| Exercise directions |
In the entries that follow, the line with "Query: grassy field" opens the range and the line with "Query: forested hillside" closes it; repeat that range exactly, both lines included.

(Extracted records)
########

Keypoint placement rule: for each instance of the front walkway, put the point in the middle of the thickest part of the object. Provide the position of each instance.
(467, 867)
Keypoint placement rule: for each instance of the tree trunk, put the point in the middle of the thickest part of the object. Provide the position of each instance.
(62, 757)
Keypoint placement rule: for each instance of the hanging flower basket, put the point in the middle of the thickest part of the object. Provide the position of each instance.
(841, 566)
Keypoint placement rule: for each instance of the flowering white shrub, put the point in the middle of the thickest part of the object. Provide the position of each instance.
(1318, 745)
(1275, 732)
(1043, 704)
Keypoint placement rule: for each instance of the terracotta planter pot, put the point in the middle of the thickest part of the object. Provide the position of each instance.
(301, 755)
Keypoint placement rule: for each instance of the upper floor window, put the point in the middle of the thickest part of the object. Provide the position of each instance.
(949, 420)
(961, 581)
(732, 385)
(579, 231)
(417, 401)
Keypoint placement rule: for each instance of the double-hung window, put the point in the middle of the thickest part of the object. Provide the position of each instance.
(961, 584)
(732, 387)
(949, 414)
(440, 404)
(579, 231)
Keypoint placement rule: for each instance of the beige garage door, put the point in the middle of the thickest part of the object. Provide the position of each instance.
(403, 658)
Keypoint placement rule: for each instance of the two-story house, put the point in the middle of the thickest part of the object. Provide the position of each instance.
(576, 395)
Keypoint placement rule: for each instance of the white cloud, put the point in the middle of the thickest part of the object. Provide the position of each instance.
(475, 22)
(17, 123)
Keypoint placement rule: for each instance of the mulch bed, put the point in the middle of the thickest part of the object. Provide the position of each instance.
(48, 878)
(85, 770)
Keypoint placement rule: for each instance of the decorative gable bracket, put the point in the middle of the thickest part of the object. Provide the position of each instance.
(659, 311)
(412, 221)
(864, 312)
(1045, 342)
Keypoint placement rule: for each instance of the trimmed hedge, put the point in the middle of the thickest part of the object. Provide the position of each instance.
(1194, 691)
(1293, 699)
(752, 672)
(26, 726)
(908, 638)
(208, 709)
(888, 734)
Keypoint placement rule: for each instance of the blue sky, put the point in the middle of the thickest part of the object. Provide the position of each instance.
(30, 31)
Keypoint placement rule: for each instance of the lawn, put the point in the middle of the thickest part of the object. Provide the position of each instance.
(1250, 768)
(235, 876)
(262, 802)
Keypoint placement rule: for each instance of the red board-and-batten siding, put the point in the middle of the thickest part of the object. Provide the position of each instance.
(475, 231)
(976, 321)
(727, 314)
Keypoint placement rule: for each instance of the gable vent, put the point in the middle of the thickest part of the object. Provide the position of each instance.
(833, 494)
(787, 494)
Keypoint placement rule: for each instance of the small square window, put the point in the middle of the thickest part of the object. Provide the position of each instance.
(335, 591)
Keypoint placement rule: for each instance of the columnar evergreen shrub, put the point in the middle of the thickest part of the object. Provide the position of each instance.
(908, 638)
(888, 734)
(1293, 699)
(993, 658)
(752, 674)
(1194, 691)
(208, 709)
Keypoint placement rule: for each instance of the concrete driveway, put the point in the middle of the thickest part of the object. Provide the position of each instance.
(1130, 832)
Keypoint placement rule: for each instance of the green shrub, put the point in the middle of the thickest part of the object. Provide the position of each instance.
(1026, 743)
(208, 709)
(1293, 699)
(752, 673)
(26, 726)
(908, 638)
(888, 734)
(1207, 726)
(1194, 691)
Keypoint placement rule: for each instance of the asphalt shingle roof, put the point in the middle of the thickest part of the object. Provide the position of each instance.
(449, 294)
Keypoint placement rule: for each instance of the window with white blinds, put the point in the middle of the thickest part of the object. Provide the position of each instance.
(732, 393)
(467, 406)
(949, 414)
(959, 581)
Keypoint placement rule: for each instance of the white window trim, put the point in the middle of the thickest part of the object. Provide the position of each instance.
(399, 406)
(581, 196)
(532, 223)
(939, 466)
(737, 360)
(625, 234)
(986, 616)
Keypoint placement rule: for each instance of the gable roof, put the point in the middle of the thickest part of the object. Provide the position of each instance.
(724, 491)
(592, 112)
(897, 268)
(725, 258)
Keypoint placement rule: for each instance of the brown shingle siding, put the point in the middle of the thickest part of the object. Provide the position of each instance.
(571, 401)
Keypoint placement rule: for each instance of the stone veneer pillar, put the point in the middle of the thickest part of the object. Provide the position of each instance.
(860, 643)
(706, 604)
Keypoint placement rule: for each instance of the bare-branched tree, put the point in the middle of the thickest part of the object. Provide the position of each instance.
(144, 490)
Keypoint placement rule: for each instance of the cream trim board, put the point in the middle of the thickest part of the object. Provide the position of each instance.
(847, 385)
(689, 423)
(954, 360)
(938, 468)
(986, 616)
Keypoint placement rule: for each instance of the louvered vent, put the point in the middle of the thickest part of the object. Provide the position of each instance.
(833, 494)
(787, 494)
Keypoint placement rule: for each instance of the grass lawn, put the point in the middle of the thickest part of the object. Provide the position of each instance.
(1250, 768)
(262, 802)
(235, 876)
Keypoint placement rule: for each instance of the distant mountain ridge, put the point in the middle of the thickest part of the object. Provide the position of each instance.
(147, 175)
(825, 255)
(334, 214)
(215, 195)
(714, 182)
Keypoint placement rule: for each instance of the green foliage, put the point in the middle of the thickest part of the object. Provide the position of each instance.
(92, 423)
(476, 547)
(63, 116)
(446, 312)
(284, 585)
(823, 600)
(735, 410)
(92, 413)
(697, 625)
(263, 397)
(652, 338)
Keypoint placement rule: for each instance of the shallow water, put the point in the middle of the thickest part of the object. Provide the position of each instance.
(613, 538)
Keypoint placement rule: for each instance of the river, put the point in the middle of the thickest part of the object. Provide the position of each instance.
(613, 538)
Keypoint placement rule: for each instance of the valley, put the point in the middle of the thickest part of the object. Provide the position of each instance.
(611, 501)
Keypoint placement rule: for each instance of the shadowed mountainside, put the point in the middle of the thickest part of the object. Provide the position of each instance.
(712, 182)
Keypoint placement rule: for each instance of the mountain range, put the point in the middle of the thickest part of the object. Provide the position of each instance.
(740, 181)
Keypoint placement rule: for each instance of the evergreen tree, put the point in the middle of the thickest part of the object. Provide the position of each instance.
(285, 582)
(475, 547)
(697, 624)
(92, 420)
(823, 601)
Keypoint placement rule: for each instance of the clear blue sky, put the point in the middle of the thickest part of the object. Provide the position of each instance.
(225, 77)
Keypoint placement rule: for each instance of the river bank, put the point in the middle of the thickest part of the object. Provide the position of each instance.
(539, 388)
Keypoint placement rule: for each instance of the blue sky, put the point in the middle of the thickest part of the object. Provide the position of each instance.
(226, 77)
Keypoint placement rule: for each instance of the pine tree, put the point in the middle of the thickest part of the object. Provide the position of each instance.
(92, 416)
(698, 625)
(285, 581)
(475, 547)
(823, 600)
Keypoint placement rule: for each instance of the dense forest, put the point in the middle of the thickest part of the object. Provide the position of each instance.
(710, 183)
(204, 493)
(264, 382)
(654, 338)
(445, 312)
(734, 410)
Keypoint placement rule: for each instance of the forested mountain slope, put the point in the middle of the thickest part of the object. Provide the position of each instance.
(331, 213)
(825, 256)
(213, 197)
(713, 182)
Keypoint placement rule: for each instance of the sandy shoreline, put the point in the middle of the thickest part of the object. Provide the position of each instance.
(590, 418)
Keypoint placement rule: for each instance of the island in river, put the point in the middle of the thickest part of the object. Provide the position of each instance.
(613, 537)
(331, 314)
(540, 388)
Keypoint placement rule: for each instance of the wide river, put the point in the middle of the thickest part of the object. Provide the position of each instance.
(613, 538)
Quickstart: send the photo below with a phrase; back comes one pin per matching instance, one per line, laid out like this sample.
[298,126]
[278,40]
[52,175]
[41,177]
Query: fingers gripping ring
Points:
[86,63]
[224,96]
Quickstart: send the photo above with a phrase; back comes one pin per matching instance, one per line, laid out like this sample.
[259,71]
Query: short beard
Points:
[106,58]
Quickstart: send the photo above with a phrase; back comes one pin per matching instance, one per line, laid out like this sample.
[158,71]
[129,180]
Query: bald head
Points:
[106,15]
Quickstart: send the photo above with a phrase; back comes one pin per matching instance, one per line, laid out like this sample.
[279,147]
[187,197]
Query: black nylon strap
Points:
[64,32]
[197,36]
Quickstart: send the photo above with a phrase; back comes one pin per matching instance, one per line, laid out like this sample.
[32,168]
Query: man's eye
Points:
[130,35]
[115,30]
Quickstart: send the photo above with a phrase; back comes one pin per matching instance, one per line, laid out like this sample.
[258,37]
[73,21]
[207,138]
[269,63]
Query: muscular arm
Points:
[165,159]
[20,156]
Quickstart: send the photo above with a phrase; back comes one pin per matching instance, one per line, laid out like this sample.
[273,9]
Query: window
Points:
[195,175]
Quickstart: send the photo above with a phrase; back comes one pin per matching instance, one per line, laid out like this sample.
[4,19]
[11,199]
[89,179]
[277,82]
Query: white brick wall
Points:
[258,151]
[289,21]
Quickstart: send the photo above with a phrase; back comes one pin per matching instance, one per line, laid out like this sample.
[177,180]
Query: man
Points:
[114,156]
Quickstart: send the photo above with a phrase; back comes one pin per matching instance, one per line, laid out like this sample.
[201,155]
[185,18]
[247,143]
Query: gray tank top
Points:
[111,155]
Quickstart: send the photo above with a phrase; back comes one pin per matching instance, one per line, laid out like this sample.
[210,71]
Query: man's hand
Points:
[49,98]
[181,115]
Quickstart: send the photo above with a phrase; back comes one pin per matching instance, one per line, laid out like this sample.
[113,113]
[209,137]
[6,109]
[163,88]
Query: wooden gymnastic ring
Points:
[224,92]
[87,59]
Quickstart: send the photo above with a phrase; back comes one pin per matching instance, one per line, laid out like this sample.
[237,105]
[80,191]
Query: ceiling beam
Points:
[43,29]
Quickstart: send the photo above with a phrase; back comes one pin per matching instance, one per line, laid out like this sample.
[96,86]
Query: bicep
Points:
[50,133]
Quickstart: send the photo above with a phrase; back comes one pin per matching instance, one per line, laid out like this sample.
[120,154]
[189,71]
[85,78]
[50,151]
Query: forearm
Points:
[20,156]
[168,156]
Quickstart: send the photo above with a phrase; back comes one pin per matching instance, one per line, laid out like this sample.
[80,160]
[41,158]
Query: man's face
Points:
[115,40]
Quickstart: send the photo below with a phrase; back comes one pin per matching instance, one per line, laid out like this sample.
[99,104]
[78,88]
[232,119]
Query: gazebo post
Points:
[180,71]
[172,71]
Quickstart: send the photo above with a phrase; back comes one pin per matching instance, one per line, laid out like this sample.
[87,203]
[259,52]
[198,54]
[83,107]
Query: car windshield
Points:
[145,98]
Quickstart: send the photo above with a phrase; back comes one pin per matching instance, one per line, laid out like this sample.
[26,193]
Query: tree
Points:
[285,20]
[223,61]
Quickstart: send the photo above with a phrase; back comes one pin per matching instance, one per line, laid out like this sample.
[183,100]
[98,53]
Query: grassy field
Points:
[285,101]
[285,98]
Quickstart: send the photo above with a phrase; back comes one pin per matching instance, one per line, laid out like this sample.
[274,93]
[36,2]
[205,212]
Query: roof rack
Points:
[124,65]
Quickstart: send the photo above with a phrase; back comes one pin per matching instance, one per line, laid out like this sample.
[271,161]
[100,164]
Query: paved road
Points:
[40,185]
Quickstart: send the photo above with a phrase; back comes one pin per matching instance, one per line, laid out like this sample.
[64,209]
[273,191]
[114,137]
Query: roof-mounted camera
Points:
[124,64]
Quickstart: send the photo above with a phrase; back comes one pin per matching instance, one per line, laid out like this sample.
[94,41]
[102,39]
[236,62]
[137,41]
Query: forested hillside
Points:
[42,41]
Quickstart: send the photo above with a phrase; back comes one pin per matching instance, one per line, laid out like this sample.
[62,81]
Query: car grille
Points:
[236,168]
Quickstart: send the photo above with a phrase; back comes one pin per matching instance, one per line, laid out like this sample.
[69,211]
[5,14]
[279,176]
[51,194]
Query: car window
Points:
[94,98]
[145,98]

########

| Expected output |
Query: grassy field
Points:
[285,101]
[285,98]
Quickstart: send the photo above with a phrase; back comes one pin per matching instance, one per line, laid out like this sample.
[274,93]
[36,2]
[205,212]
Query: roof rack
Points:
[124,65]
Quickstart: send the photo above with a phrase; back comes one pin per matching instance, one per line, laid out like this sample.
[271,161]
[100,164]
Query: paved road
Points:
[40,185]
Quickstart: send the photo above with a phrase; back comes one pin per matching instance, one per line, laid out like this sample.
[64,209]
[273,191]
[114,137]
Query: roof-mounted camera
Points:
[124,64]
Quickstart: send the photo above with a phrase; back comes one pin per matching instance, one per line, laid out like this sample.
[94,41]
[102,39]
[236,62]
[137,41]
Query: forested hillside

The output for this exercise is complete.